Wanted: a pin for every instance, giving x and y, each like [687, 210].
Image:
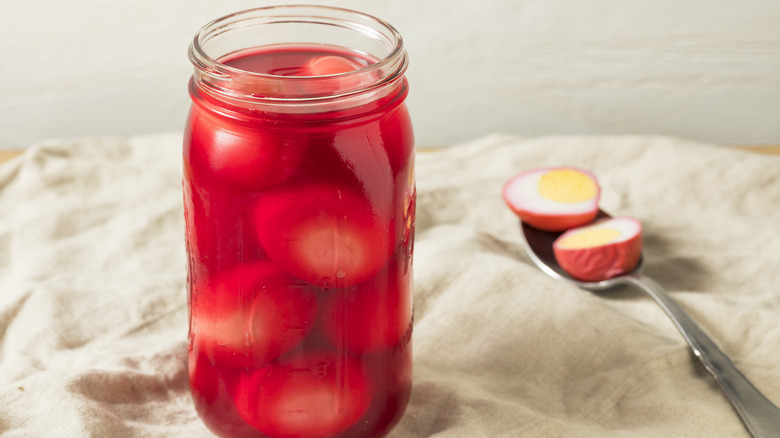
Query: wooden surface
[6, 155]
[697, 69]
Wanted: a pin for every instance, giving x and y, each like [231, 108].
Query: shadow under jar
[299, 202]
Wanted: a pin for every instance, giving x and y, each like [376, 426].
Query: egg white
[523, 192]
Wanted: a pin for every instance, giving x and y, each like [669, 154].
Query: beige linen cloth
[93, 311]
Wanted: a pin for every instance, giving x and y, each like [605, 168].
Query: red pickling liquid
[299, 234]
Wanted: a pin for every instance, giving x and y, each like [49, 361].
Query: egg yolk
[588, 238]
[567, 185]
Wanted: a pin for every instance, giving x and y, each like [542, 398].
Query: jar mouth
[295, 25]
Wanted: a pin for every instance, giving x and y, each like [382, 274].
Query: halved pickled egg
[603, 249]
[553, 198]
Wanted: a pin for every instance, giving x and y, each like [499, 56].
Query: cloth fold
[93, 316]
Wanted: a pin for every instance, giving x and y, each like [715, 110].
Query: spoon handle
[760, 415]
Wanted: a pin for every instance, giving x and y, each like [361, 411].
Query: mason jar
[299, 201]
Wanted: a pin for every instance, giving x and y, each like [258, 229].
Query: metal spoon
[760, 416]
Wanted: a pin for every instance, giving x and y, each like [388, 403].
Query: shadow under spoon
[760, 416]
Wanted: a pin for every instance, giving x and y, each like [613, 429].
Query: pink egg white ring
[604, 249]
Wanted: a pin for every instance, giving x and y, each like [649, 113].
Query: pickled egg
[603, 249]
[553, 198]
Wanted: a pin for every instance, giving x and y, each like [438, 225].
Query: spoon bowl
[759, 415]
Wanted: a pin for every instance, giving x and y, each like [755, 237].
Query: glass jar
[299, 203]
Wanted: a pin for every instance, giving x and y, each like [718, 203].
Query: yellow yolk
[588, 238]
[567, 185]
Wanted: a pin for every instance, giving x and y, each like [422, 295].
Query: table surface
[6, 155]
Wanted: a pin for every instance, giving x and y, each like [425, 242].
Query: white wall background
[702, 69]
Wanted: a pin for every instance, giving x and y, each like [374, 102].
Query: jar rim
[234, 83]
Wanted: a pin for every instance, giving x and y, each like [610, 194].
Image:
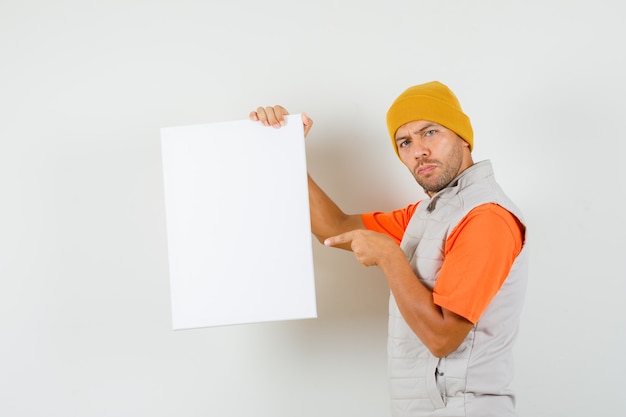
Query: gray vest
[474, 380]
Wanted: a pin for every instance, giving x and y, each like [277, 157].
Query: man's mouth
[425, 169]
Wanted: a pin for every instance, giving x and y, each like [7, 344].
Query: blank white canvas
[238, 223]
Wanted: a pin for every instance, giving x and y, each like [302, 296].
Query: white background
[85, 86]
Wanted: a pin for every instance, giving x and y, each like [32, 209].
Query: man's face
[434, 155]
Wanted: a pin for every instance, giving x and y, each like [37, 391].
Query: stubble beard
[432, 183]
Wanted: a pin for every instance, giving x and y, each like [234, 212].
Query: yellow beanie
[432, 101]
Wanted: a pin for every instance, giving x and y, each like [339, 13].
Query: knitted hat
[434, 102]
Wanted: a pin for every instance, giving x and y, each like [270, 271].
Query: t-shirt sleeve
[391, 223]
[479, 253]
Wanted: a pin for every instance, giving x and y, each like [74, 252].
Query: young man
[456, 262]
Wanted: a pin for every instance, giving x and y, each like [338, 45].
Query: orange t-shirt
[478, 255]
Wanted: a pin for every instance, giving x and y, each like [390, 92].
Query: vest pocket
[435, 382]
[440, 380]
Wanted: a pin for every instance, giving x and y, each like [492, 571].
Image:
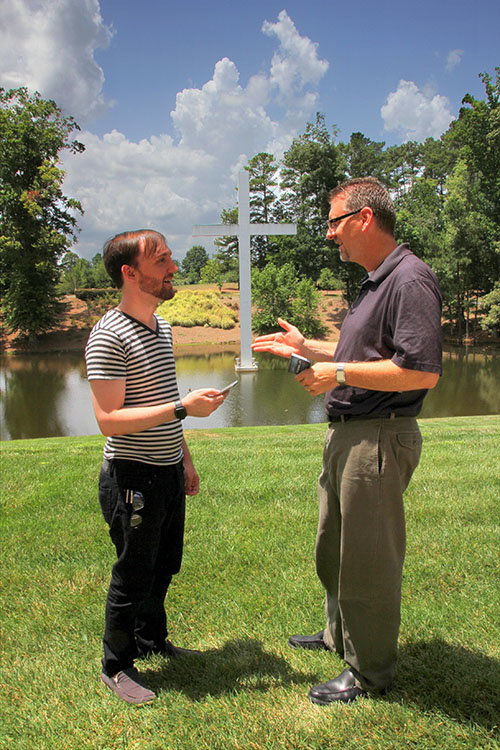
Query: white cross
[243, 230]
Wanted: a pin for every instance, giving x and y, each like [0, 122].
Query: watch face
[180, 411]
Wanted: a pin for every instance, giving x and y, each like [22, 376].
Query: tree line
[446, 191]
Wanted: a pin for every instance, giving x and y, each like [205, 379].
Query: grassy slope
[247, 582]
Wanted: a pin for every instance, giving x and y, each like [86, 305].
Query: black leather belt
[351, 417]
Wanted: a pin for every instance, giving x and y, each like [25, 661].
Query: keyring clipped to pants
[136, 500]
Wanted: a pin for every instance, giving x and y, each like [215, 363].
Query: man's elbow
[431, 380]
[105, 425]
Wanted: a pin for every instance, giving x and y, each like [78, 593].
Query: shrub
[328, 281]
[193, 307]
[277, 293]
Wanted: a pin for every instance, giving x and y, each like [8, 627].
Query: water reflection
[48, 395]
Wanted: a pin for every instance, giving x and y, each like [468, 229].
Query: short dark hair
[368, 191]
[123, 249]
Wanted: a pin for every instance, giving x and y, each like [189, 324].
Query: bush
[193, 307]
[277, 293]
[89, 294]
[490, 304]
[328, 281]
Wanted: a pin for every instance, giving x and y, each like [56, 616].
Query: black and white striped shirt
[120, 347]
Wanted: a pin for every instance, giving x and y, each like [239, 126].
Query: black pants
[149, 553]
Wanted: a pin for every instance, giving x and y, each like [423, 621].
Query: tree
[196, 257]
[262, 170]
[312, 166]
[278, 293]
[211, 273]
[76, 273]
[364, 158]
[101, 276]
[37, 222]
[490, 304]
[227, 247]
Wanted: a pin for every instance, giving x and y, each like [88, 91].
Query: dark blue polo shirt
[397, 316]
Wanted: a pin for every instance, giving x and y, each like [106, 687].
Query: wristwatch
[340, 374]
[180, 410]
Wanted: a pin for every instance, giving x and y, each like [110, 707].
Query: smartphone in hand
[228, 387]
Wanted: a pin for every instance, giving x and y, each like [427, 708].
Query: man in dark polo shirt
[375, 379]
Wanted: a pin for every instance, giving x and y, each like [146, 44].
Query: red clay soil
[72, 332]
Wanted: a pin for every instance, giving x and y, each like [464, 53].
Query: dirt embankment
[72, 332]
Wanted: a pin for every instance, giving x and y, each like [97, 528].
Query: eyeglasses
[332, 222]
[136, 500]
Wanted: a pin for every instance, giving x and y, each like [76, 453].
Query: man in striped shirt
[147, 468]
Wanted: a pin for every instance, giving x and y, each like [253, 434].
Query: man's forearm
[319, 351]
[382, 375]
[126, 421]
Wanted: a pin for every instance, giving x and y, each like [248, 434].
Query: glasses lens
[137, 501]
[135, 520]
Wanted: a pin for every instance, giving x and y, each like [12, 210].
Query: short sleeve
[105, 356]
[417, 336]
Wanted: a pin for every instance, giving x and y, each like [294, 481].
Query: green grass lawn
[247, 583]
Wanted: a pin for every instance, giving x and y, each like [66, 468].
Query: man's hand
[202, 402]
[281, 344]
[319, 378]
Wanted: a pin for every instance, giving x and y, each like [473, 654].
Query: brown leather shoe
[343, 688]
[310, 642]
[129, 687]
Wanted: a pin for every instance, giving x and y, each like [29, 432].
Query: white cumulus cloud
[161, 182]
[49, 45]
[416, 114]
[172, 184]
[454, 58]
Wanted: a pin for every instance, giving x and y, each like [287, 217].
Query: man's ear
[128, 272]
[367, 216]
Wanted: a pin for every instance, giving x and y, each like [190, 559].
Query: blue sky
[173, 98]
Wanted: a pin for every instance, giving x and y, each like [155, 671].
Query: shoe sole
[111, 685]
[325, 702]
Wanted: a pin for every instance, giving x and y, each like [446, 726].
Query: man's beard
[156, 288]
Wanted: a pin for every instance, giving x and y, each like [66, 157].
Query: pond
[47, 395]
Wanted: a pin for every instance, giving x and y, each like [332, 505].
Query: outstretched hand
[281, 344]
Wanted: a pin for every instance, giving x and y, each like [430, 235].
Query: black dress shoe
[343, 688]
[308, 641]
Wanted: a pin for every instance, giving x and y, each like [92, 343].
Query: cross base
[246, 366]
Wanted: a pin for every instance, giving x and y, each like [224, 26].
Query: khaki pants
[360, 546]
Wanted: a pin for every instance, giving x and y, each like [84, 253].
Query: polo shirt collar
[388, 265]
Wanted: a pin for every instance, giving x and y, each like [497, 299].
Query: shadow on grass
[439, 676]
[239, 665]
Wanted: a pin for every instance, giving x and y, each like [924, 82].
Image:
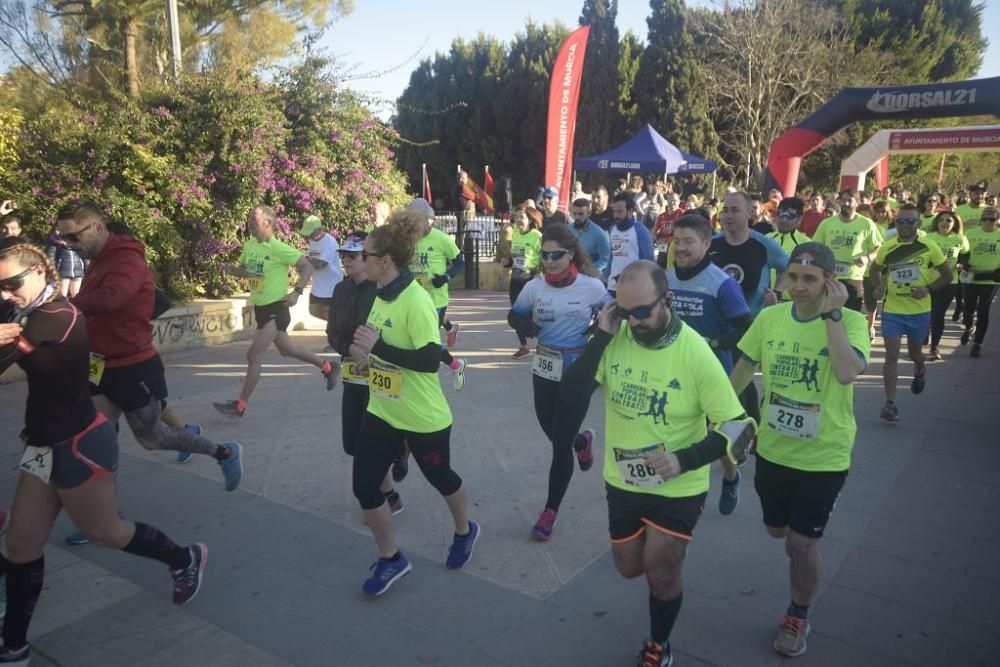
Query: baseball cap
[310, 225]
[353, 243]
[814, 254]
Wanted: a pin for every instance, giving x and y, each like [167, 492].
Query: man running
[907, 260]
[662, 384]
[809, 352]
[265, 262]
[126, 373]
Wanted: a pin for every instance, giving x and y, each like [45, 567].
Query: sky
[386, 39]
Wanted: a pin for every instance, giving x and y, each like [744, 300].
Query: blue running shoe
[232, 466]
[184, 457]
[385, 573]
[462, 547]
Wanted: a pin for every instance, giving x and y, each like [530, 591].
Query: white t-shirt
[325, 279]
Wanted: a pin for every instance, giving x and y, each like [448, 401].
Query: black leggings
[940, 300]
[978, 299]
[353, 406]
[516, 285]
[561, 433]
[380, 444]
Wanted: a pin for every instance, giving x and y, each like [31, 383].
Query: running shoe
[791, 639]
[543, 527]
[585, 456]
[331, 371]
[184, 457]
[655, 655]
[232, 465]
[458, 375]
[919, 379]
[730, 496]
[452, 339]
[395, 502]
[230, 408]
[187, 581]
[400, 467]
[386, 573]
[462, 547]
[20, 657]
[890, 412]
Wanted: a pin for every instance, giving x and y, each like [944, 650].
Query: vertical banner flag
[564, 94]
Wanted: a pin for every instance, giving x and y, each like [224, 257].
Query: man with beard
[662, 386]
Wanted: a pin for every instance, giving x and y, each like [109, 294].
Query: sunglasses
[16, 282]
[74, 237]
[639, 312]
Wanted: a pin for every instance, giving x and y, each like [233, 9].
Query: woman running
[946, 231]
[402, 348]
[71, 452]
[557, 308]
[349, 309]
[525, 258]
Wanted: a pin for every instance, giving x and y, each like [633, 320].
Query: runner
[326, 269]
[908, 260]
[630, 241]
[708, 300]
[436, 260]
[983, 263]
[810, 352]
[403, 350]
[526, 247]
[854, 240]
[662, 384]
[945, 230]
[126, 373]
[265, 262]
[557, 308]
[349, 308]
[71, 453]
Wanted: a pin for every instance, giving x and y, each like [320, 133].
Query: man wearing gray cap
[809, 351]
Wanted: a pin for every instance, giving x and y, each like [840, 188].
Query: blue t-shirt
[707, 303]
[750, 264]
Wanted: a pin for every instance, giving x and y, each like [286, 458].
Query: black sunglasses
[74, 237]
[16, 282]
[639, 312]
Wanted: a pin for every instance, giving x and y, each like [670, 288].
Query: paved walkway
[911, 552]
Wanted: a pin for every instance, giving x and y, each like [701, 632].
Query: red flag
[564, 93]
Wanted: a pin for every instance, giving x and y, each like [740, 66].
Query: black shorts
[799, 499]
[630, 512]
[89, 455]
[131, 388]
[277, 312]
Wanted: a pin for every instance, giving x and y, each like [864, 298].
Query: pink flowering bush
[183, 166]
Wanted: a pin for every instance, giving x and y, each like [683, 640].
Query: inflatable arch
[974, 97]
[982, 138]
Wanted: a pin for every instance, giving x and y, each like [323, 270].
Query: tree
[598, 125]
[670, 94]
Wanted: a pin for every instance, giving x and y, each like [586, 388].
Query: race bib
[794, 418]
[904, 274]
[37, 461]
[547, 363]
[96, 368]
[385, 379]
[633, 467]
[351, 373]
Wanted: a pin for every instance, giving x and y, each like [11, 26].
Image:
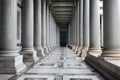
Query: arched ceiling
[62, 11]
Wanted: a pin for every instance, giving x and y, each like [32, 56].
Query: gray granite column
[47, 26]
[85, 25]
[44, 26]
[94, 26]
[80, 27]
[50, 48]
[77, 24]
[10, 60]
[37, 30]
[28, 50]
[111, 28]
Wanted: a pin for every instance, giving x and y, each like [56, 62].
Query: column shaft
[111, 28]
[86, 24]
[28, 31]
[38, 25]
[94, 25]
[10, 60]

OBJECTIVE:
Restate verbatim the lines running from the line with "like [683, 640]." through the end of the material; both ends count, and images are omitted.

RIGHT ANSWER:
Wanted: a pin for every instance, giving x and y, each like [683, 640].
Query: inflatable arch
[974, 97]
[982, 138]
Wanted: a pin for every instance, giving x and y, each like [323, 270].
Query: tree
[598, 125]
[670, 94]
Wanted: a pin for every instance, giving x and y, each like [586, 388].
Query: race bib
[794, 418]
[904, 274]
[37, 461]
[547, 363]
[96, 368]
[385, 379]
[633, 467]
[351, 373]
Wanted: a pin for every instance, giving x and y, each like [11, 26].
Image:
Query: arched ceiling
[62, 11]
Wanted: a pin for every instance, giving x and y, each like [32, 56].
Query: gray granite column
[47, 26]
[85, 25]
[44, 26]
[94, 26]
[80, 27]
[50, 48]
[77, 24]
[10, 60]
[37, 30]
[28, 50]
[111, 28]
Wanted: a pin for every instance, giving x and y, each like [56, 62].
Query: column shaft
[111, 28]
[86, 24]
[28, 31]
[38, 25]
[94, 25]
[10, 60]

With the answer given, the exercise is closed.